| What needs to be done |
Only the lines below between the ones containing "Ground dead leaf" and "Ground globemallow plant", inclusive, are to be reproduced, each exactly as it stands.

(Extracted information begins)

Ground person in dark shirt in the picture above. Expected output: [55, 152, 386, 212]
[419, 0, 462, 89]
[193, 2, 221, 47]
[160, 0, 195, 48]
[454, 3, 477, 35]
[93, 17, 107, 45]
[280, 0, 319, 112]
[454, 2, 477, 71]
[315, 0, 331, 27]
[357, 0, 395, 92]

(Extracted information ends)
(Extracted information begins)

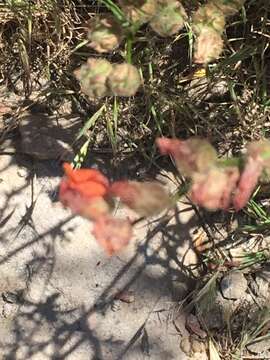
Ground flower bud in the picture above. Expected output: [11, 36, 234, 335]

(Extracted information ends)
(Extracted information begins)

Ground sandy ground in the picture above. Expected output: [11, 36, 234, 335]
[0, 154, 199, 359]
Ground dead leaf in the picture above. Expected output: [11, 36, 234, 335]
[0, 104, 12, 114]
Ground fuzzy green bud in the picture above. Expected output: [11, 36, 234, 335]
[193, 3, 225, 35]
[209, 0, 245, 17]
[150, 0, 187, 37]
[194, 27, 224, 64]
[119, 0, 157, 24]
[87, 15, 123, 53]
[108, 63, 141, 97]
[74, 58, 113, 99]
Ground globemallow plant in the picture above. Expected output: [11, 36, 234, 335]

(Extracted information ends)

| Response area |
Ground dead leaf in the picture above. Expected output: [11, 36, 234, 335]
[0, 104, 12, 114]
Ground fuzzy green bud in the picture above. Expected output: [11, 36, 234, 335]
[193, 3, 225, 35]
[209, 0, 245, 17]
[150, 0, 187, 37]
[194, 27, 224, 64]
[119, 0, 157, 24]
[87, 15, 123, 53]
[108, 63, 141, 97]
[74, 58, 113, 99]
Ground globemallow plant in the picture above. Expected output: [11, 36, 234, 335]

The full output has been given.